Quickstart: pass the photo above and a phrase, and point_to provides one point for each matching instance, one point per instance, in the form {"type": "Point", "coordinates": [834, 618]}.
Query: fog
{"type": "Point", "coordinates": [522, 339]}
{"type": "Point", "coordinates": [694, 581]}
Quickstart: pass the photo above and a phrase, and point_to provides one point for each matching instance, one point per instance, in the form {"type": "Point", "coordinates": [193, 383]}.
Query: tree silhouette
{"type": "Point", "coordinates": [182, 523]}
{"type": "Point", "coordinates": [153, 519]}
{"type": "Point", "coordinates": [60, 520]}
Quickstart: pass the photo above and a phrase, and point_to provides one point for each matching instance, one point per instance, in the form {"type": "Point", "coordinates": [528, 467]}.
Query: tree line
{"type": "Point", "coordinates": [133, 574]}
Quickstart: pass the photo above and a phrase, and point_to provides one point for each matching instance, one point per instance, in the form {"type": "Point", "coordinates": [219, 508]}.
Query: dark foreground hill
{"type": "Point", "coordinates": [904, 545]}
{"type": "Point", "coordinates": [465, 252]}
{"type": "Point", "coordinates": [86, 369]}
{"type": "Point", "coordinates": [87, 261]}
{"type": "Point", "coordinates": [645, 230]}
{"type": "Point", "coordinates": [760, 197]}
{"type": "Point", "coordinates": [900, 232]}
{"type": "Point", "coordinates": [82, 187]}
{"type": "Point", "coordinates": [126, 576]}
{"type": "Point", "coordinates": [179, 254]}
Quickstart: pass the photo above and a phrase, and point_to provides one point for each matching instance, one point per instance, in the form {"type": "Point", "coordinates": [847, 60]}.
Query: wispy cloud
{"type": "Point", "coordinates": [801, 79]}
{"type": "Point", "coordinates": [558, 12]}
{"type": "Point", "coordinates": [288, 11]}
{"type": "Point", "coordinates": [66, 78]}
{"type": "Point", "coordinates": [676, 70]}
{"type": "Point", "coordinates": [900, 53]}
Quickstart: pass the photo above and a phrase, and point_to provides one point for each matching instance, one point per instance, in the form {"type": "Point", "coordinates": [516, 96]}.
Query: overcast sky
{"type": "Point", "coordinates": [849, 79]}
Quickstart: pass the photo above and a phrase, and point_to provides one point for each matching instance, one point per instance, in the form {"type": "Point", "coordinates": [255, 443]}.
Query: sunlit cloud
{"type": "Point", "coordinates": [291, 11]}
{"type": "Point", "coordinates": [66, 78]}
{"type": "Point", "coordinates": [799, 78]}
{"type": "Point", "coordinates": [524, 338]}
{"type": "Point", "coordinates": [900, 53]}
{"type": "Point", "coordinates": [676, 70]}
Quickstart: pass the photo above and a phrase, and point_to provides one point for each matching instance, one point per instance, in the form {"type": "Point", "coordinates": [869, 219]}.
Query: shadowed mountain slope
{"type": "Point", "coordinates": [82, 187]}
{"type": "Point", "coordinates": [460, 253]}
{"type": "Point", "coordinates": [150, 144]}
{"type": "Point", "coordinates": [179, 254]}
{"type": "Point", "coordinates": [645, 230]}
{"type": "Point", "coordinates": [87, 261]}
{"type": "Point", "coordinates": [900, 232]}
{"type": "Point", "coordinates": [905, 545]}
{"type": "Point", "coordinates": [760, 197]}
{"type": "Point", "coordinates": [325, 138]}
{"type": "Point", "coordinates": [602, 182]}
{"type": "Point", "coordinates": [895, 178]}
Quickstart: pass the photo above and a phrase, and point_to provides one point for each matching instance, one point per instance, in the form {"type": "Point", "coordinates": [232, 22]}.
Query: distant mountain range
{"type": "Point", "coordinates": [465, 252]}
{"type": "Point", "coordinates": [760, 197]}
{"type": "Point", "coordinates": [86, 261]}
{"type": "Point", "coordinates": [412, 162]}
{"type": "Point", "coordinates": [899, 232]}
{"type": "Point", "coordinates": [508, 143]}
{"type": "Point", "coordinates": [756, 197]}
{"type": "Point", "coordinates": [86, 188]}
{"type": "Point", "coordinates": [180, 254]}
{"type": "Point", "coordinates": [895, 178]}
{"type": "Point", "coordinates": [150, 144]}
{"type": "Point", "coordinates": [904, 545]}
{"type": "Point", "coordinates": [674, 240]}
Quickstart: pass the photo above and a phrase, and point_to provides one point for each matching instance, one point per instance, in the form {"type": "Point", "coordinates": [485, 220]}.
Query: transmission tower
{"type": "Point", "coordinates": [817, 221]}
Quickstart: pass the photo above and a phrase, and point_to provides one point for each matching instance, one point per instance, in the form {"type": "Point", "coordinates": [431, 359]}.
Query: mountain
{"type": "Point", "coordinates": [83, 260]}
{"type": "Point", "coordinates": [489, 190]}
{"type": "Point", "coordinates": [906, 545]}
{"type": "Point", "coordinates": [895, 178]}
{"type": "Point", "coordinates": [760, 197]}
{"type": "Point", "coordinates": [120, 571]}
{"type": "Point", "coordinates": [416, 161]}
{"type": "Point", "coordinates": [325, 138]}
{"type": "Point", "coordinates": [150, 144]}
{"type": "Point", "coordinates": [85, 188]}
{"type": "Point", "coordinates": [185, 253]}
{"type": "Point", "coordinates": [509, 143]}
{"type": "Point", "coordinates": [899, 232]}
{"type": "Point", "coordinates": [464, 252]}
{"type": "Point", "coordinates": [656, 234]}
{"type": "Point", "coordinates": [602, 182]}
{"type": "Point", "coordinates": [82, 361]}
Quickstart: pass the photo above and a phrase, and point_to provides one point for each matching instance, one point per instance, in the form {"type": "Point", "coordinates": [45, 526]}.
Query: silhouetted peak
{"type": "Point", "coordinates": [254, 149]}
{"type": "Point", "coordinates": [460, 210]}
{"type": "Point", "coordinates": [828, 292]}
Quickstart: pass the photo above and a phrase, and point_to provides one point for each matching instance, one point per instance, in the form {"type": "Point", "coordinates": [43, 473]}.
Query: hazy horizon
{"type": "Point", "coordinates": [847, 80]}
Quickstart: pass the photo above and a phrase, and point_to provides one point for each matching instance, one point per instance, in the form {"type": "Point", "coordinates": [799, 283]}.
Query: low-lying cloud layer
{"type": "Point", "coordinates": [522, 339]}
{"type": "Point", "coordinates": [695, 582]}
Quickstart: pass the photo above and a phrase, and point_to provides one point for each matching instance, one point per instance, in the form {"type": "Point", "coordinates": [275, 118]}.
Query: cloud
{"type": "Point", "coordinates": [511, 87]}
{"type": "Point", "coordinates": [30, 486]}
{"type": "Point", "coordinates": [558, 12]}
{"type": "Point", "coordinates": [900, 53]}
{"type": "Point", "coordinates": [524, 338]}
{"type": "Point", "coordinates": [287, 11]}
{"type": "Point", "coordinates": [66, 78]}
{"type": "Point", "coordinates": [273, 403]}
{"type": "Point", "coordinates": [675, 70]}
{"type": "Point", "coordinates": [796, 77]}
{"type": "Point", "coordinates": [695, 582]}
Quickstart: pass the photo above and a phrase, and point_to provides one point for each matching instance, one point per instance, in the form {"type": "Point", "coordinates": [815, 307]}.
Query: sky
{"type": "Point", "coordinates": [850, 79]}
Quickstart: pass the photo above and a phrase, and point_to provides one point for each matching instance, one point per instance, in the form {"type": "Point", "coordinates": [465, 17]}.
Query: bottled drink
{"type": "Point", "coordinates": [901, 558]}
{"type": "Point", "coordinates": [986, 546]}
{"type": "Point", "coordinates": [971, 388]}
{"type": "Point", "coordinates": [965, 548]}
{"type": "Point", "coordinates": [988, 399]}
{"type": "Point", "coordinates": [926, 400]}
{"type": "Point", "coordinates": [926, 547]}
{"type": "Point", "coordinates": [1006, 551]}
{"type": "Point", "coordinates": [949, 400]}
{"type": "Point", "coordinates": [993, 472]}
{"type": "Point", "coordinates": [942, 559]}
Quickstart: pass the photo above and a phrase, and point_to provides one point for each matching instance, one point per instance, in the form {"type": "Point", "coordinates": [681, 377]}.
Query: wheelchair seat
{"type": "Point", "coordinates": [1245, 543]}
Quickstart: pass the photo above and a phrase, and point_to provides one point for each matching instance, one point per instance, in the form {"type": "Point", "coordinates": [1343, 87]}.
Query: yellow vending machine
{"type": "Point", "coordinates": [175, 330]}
····················
Exercise brief: Collect every line of the data above that contains the word "tree". Uppercase and lowercase letters must match.

Exercise solution:
Query: tree silhouette
Query: tree line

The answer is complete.